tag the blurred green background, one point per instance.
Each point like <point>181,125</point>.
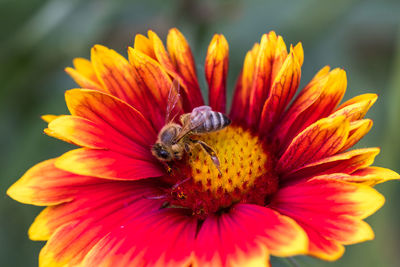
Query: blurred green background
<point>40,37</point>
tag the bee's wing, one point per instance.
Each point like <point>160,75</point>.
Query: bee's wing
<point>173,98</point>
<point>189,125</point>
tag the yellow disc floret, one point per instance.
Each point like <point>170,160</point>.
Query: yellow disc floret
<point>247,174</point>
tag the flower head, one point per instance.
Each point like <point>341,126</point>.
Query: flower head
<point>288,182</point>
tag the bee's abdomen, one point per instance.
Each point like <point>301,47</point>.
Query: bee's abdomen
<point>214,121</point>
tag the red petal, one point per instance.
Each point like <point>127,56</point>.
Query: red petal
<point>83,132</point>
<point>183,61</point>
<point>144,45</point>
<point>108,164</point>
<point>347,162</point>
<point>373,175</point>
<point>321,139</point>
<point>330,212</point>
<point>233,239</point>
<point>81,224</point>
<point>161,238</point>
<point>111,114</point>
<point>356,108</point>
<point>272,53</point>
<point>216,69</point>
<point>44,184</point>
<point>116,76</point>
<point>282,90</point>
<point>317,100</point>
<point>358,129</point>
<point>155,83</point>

....

# [WHAT THE TASK ASKS]
Only the pictures are to be left out; restate everything else in the listing word for word.

# [RESPONSE TO THIS EXERCISE]
tag the blurred green background, one point per instance.
Each point like <point>181,125</point>.
Query: blurred green background
<point>40,37</point>
tag the bee's wing, one point per instance.
Each point like <point>160,75</point>.
Query: bee's wing
<point>173,98</point>
<point>189,125</point>
tag the yellow disc floret, one point per instance.
Each point like <point>170,160</point>.
Query: yellow disc floret
<point>247,174</point>
tag the flower head, one point per instance.
Each point like <point>341,126</point>.
Query: flower head
<point>288,182</point>
tag the bee's abdomen, one point per instance.
Each point like <point>301,47</point>.
Query: bee's abdomen
<point>214,121</point>
tag the red petal, one point per instance.
Each point like <point>127,56</point>.
Query: red petal
<point>83,132</point>
<point>183,61</point>
<point>144,45</point>
<point>108,164</point>
<point>347,162</point>
<point>373,175</point>
<point>321,139</point>
<point>330,212</point>
<point>233,239</point>
<point>81,224</point>
<point>161,238</point>
<point>111,114</point>
<point>356,108</point>
<point>272,53</point>
<point>216,69</point>
<point>44,184</point>
<point>116,76</point>
<point>282,90</point>
<point>317,100</point>
<point>358,129</point>
<point>155,83</point>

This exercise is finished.